PROVIDED RECORDS:
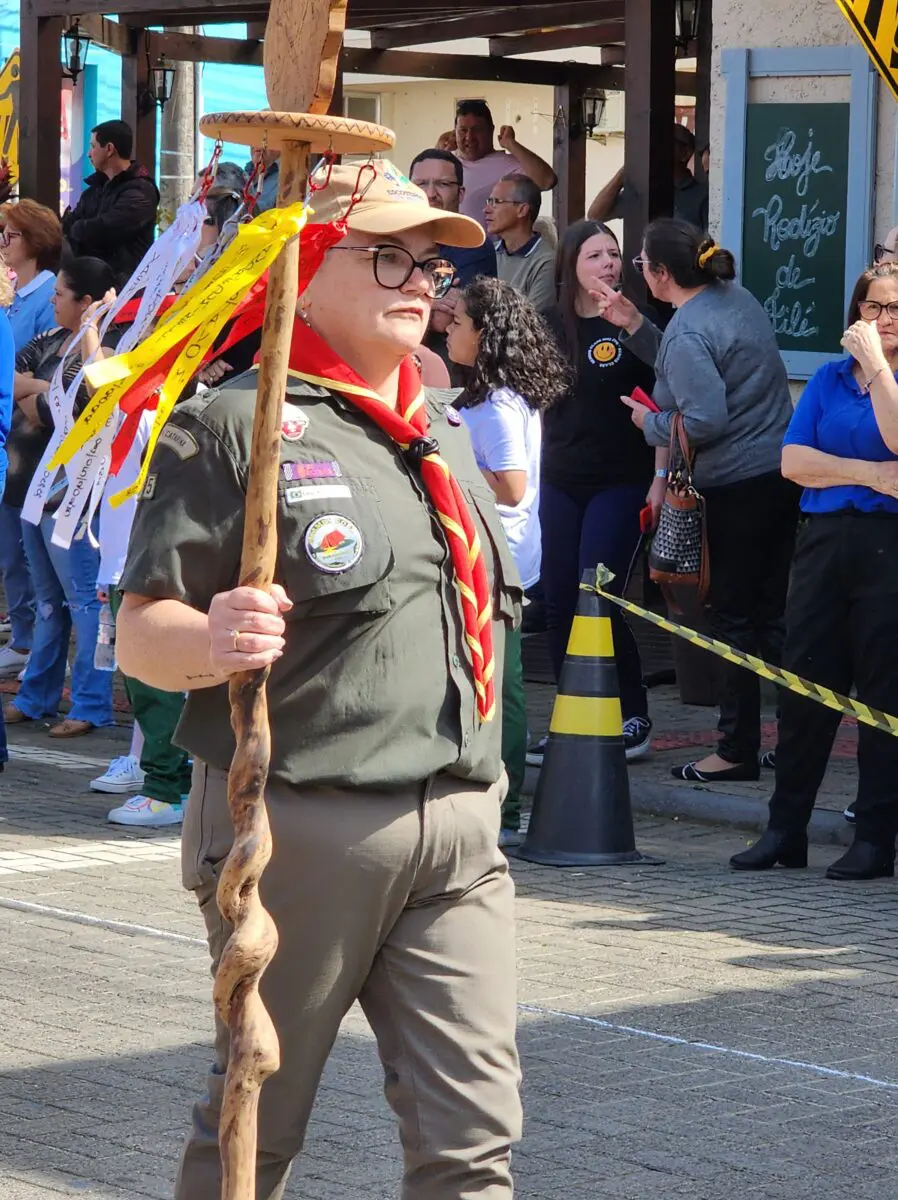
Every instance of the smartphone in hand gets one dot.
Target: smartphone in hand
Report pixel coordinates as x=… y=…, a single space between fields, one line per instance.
x=645 y=399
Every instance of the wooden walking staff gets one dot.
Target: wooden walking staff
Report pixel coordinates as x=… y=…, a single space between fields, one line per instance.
x=303 y=43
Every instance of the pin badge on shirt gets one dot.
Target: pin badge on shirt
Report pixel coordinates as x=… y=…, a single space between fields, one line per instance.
x=324 y=469
x=333 y=544
x=293 y=423
x=317 y=492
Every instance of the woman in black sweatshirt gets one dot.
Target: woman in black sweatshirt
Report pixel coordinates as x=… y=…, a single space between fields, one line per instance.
x=598 y=473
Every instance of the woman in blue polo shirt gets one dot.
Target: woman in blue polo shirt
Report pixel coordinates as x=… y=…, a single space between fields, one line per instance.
x=842 y=616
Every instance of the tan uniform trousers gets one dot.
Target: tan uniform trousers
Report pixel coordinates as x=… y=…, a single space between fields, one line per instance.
x=403 y=903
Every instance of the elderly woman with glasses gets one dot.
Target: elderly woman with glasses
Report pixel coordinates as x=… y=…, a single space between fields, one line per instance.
x=384 y=636
x=842 y=619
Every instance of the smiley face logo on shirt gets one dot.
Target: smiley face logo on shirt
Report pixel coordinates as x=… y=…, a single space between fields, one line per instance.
x=605 y=353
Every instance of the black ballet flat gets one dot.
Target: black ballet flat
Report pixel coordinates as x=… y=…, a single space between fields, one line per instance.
x=740 y=773
x=772 y=849
x=863 y=861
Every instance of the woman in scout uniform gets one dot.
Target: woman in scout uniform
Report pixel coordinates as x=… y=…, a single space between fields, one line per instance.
x=385 y=640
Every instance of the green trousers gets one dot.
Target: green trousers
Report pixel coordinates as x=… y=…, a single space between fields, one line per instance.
x=165 y=766
x=514 y=730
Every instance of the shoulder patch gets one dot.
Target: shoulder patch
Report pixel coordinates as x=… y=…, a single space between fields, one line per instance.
x=184 y=444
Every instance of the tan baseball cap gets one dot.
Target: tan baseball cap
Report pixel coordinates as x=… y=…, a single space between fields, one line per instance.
x=387 y=202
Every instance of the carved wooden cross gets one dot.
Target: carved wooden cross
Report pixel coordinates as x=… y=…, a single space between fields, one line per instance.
x=301 y=55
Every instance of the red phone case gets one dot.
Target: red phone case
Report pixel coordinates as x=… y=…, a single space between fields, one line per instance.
x=645 y=399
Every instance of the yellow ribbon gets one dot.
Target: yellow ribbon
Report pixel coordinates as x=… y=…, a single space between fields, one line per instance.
x=198 y=315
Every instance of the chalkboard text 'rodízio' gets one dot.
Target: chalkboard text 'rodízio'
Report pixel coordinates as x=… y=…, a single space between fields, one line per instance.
x=794 y=234
x=809 y=227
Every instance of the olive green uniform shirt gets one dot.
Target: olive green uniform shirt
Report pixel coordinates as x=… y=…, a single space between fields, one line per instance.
x=375 y=688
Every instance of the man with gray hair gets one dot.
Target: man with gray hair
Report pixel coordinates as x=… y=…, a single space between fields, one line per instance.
x=524 y=258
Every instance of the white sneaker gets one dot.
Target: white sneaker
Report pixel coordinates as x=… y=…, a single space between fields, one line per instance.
x=141 y=810
x=123 y=774
x=11 y=663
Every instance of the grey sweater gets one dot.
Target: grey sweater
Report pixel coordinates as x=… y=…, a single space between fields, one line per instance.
x=720 y=366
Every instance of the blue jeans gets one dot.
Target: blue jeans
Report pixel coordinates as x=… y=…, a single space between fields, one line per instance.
x=66 y=588
x=581 y=528
x=17 y=579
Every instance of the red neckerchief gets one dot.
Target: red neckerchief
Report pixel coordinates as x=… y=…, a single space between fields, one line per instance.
x=312 y=360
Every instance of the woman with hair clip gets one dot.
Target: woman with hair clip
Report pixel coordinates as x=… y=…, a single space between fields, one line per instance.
x=515 y=373
x=597 y=468
x=65 y=580
x=842 y=618
x=719 y=365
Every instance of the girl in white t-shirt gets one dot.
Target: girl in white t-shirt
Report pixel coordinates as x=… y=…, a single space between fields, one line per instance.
x=515 y=372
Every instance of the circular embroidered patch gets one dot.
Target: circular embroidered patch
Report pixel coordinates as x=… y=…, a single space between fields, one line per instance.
x=333 y=544
x=605 y=353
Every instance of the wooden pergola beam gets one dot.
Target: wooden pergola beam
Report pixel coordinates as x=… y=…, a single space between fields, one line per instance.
x=491 y=24
x=557 y=39
x=195 y=48
x=39 y=108
x=109 y=34
x=504 y=70
x=648 y=119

TASK STATEMENT: Starting with the first line of the data above, write out each line exactly up to and including the line that holds "Target: pin badge on shirt". Pictures stay out.

SOLUTION:
Every instance of the smartphone in hand gets one dot.
Target: smartphone in hand
Report pixel coordinates as x=… y=…, a single space between fields, one line per instance.
x=645 y=399
Every instance of the wooden walking staff gets one dot.
Target: wooden walking staff
Report pixel coordinates as x=… y=…, a single space between fields, one line per instance.
x=303 y=43
Every instance of the pin badge on shirt gets one dot.
Target: pin badge on shirt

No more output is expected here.